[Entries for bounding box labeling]

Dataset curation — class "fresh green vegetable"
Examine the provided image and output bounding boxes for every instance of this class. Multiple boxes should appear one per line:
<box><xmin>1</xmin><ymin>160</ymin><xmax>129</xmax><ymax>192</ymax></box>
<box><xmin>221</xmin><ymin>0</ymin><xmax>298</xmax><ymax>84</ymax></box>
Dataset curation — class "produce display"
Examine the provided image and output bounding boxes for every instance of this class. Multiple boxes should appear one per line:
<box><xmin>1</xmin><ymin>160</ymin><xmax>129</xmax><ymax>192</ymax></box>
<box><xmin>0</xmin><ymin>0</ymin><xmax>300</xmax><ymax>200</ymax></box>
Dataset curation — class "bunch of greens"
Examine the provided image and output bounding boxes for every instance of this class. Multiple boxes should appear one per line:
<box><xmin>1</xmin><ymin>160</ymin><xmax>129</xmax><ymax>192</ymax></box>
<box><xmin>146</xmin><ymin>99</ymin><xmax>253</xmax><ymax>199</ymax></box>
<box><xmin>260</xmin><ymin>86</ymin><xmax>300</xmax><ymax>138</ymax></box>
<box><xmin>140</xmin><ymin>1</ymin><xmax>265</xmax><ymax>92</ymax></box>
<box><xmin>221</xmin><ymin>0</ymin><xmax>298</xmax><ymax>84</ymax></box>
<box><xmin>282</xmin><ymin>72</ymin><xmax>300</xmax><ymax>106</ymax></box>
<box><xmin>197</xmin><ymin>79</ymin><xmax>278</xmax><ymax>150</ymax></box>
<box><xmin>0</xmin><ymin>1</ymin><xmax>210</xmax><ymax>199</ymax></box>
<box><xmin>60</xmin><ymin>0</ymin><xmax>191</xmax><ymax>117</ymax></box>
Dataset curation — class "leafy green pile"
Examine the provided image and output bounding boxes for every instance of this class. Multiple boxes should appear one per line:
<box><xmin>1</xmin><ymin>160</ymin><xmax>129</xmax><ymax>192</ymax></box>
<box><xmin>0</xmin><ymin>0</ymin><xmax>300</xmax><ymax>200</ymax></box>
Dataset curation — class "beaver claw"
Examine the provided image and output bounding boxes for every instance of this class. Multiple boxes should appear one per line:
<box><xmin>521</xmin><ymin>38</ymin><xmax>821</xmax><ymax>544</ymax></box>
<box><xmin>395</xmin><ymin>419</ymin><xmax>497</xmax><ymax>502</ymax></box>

◆ **Written instruction**:
Reproduce each entry above exactly, keeping every word.

◆ **Result for this task**:
Dataset curation — class "fresh green vegetable"
Examine the provided image and output bounding boxes for every instance of this class. Multiple boxes should appear one per line:
<box><xmin>1</xmin><ymin>160</ymin><xmax>129</xmax><ymax>192</ymax></box>
<box><xmin>221</xmin><ymin>0</ymin><xmax>298</xmax><ymax>84</ymax></box>
Dataset curation — class "produce display"
Examine the provided image and output bounding boxes for every instance of this class. Multiple boxes should appear one per line:
<box><xmin>1</xmin><ymin>160</ymin><xmax>129</xmax><ymax>192</ymax></box>
<box><xmin>0</xmin><ymin>0</ymin><xmax>300</xmax><ymax>200</ymax></box>
Dataset curation — class "bunch of greens"
Examine the provided image and output bounding boxes for every instance of this class. Multiple boxes should appear one per line:
<box><xmin>1</xmin><ymin>160</ymin><xmax>129</xmax><ymax>192</ymax></box>
<box><xmin>146</xmin><ymin>99</ymin><xmax>253</xmax><ymax>199</ymax></box>
<box><xmin>260</xmin><ymin>86</ymin><xmax>300</xmax><ymax>138</ymax></box>
<box><xmin>140</xmin><ymin>1</ymin><xmax>265</xmax><ymax>92</ymax></box>
<box><xmin>221</xmin><ymin>0</ymin><xmax>298</xmax><ymax>84</ymax></box>
<box><xmin>282</xmin><ymin>72</ymin><xmax>300</xmax><ymax>106</ymax></box>
<box><xmin>197</xmin><ymin>79</ymin><xmax>278</xmax><ymax>150</ymax></box>
<box><xmin>0</xmin><ymin>1</ymin><xmax>210</xmax><ymax>199</ymax></box>
<box><xmin>60</xmin><ymin>0</ymin><xmax>191</xmax><ymax>117</ymax></box>
Dataset curation — class "leafy green pile"
Examine the provided image and output bounding boxes for every instance of this class. Multiple boxes should appear one per line:
<box><xmin>1</xmin><ymin>160</ymin><xmax>129</xmax><ymax>192</ymax></box>
<box><xmin>0</xmin><ymin>0</ymin><xmax>300</xmax><ymax>200</ymax></box>
Dataset curation — class "beaver claw"
Examine the provided image and output bounding boxes for every instance of this class. Multiple boxes should appear one per line:
<box><xmin>521</xmin><ymin>38</ymin><xmax>821</xmax><ymax>544</ymax></box>
<box><xmin>395</xmin><ymin>419</ymin><xmax>497</xmax><ymax>502</ymax></box>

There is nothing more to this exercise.